• **ЗАДАНИЯ**:
(a) Обновите часть фрагмента от «В неприютном Бискайском» до «присоединился и я.», заменив «Дувре» на «Саутгемптоне».
(b) Кто, согласно фрагменту, принимал группу ученых в Британском музее?

═══ ПРИВЕДЁННЫЙ ФРАГМЕНТ ═══

Выбрать главу

Весело подмигнул. Протянул руку с явным желанием услужить нам объяснениями:

—        Вот он, океан! Налево, за горизонтом,—Африка. Направо—Южная  Америка.  А  если глядеть на юго-восток, то там... Антарктида. Хотя и далеко, но вроде бы тоже соседка, потому что других земель между нами нет.

Уходя, весело блеснул лоснящимися от пота и масла крепкими щеками:

—        Это только кажется, что мир так уж велик. А на самом деле на всей планете, как на нашем острове, все мы друг с другом—соседи.

В неприютном Бискайском заливе «Витязь» попал в жестокий шторм. Один из членов нашей экспедиции получил тяжелую травму, и судно на форсированном режиме машины торопилось к берегам Англии. Стоянка в Дувре неожиданно затянулась, это позволило нам съездить в Лондон. Группа наших ученых намеревалась посетить знаменитый Британский музей, чтобы встретиться там с английскими коллегами. К ним присоединился и я.

Принимал нас директор музея доктор Р. Н. Хэдли. Как требовали приличия, наши ученые обменялись с Хэдли и его сотрудниками короткими, но велеречивыми спичами о пользе международного научного сотрудничества, а также обмена научными книгами. Я достал бланк с текстом радиограммы, полученной от друзей, и рассказал об их экспедиции. Когда текст радиограммы был переведен на английский, наши хозяева одобрительно закивали... «Бороться и искать...» Слова эти знает в Англии каждый школьник. Потом пришлось рассказать о своем давнем походе в Антарктиде на мыс Армитедж, о галетах Скотта, о Паустовском...

═══ ПЕРЕЧЕНЬ СТРОК ═══

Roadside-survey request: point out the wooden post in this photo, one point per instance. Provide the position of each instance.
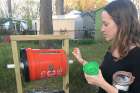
(17, 66)
(15, 38)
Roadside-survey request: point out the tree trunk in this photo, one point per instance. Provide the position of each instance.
(59, 7)
(9, 8)
(46, 26)
(46, 17)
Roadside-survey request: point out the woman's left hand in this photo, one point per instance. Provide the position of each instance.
(95, 80)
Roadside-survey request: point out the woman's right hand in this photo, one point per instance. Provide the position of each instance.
(77, 54)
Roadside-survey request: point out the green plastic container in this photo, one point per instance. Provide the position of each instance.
(91, 68)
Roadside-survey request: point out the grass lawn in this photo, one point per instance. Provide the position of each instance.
(91, 50)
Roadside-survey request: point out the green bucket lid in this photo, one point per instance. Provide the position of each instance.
(91, 68)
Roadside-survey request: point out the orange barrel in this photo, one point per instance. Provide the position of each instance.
(43, 63)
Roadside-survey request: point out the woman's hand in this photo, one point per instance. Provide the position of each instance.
(77, 54)
(98, 81)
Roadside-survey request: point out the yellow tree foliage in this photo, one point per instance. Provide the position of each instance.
(84, 5)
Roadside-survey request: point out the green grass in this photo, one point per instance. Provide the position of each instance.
(90, 51)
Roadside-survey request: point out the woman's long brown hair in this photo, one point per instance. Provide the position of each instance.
(124, 14)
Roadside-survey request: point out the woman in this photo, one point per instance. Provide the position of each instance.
(121, 27)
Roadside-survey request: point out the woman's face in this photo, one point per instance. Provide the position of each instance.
(109, 27)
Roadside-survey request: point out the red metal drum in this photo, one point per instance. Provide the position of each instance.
(43, 63)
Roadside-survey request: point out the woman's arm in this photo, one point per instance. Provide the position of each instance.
(108, 88)
(100, 82)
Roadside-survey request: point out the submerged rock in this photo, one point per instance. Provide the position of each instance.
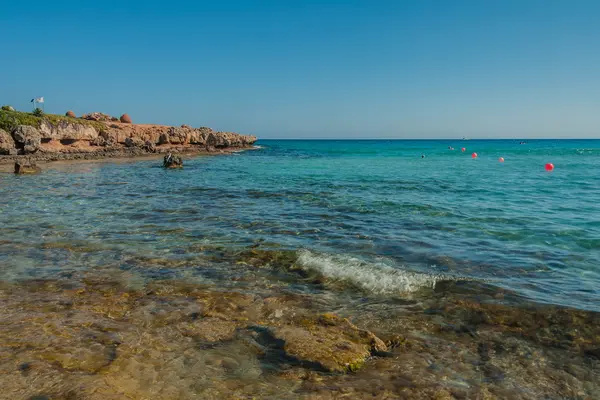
(26, 167)
(330, 341)
(7, 144)
(171, 161)
(28, 137)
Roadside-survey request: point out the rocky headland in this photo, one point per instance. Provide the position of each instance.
(47, 137)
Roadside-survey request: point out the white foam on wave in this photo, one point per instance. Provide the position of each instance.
(376, 278)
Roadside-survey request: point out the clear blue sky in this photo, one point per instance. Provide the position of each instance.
(325, 69)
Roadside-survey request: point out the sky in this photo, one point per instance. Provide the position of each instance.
(313, 69)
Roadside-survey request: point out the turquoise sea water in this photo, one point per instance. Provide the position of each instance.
(373, 214)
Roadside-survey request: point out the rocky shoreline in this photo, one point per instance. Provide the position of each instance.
(67, 138)
(94, 336)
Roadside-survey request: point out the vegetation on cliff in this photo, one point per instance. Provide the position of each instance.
(9, 120)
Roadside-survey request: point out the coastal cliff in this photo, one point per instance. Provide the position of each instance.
(52, 137)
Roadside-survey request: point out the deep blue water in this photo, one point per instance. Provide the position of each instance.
(355, 210)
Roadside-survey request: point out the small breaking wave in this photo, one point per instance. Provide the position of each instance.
(377, 278)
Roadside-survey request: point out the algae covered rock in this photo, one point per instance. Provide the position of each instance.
(334, 343)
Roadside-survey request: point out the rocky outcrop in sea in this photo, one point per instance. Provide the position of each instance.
(98, 136)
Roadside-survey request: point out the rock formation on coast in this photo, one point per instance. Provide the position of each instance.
(97, 135)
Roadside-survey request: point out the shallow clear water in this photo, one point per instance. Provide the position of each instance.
(370, 213)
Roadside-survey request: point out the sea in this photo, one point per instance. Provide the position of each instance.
(307, 269)
(387, 216)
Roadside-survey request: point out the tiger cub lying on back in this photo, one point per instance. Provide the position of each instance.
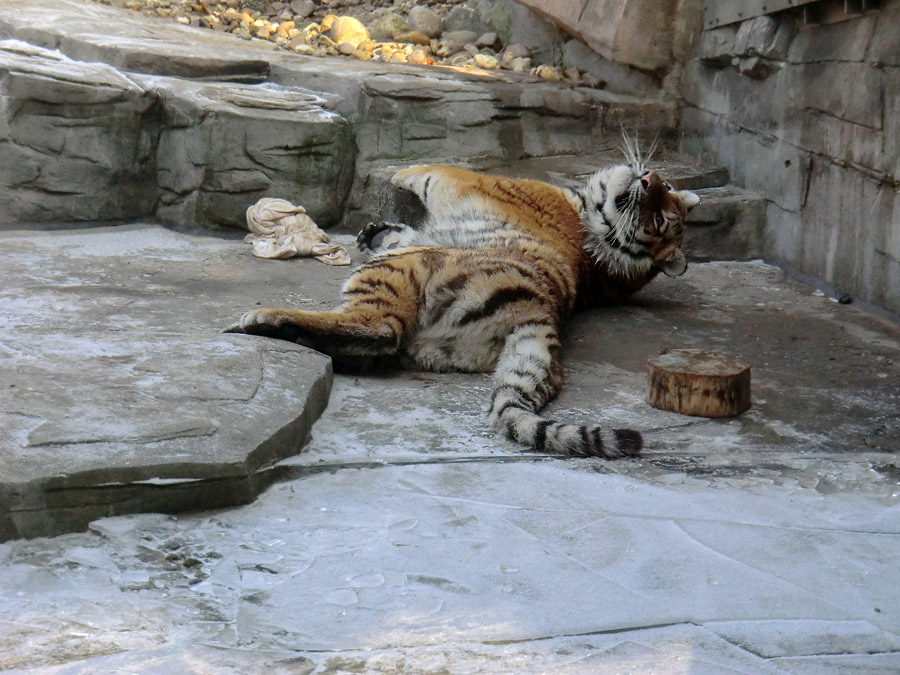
(488, 281)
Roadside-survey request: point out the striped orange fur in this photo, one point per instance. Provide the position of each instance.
(487, 282)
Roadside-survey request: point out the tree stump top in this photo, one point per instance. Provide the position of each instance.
(696, 382)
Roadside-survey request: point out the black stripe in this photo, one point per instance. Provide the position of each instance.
(495, 302)
(374, 284)
(585, 440)
(521, 391)
(598, 442)
(623, 200)
(629, 440)
(539, 440)
(375, 301)
(503, 408)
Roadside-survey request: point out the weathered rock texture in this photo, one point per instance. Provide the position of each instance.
(110, 115)
(806, 115)
(69, 132)
(120, 394)
(638, 33)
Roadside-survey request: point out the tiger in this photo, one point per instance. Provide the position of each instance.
(486, 282)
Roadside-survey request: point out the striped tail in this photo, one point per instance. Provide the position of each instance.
(525, 379)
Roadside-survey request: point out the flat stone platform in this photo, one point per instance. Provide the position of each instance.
(119, 393)
(405, 536)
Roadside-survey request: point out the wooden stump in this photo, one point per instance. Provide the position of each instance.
(695, 382)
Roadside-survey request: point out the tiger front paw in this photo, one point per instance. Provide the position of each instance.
(380, 236)
(265, 322)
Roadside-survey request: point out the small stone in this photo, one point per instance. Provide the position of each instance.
(516, 51)
(417, 57)
(460, 37)
(425, 20)
(592, 81)
(414, 37)
(573, 74)
(348, 29)
(487, 62)
(303, 8)
(488, 40)
(520, 64)
(389, 27)
(547, 73)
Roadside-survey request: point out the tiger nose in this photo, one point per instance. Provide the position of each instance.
(651, 180)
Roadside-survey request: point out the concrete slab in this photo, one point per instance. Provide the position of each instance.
(407, 537)
(118, 392)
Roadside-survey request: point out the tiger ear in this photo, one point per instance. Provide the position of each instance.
(674, 264)
(688, 198)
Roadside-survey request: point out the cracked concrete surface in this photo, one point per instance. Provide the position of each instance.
(407, 537)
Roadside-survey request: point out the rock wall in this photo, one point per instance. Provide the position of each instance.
(638, 33)
(806, 115)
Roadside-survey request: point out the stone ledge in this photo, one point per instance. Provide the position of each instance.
(119, 393)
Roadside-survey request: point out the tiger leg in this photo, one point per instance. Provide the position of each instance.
(526, 377)
(377, 237)
(379, 309)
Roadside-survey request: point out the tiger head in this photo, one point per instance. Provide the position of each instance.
(634, 220)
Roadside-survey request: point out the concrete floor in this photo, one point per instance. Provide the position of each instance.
(407, 537)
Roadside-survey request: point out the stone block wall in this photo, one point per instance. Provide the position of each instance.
(808, 115)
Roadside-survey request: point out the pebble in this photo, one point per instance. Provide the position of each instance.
(303, 8)
(389, 27)
(516, 50)
(425, 20)
(488, 40)
(346, 29)
(291, 24)
(486, 61)
(547, 73)
(417, 57)
(520, 64)
(414, 37)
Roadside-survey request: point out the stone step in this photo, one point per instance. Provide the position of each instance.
(109, 115)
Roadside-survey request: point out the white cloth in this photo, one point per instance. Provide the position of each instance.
(279, 229)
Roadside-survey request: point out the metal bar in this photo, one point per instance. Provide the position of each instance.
(724, 12)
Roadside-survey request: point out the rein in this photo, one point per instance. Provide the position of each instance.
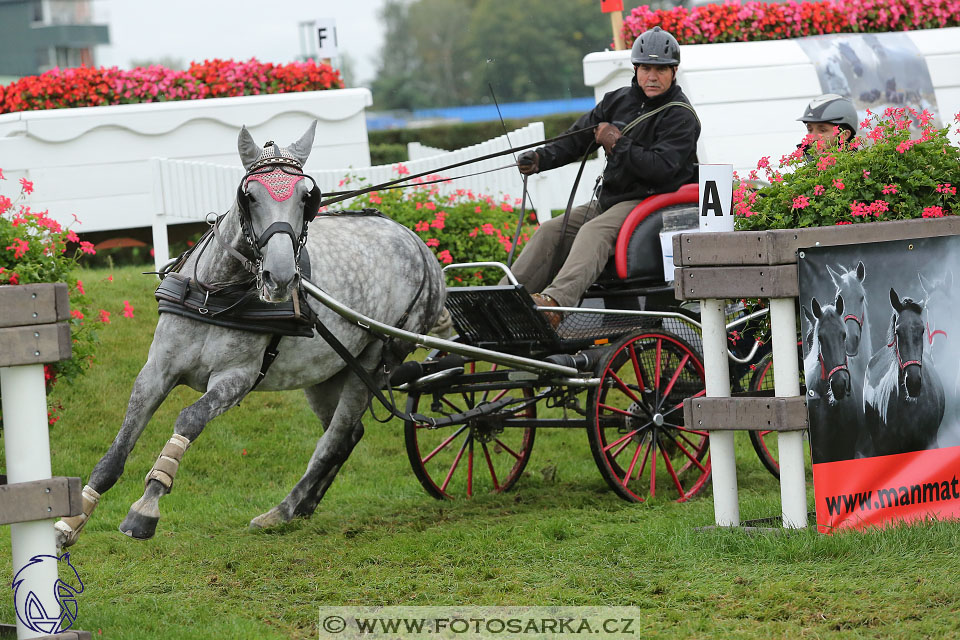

═══

• **ОТВЕТЫ К ЗАДАНИЯМ**:
(a)
В неприютном Бискайском заливе «Витязь» попал в жестокий шторм. Один из членов нашей экспедиции получил тяжелую травму, и судно на форсированном режиме машины торопилось к берегам Англии. Стоянка в Саутгемптоне неожиданно затянулась, это позволило нам съездить в Лондон. Группа наших ученых намеревалась посетить знаменитый Британский музей, чтобы встретиться там с английскими коллегами. К ним присоединился и я.

(b) Директор музея доктор Р. Н. Хэдли.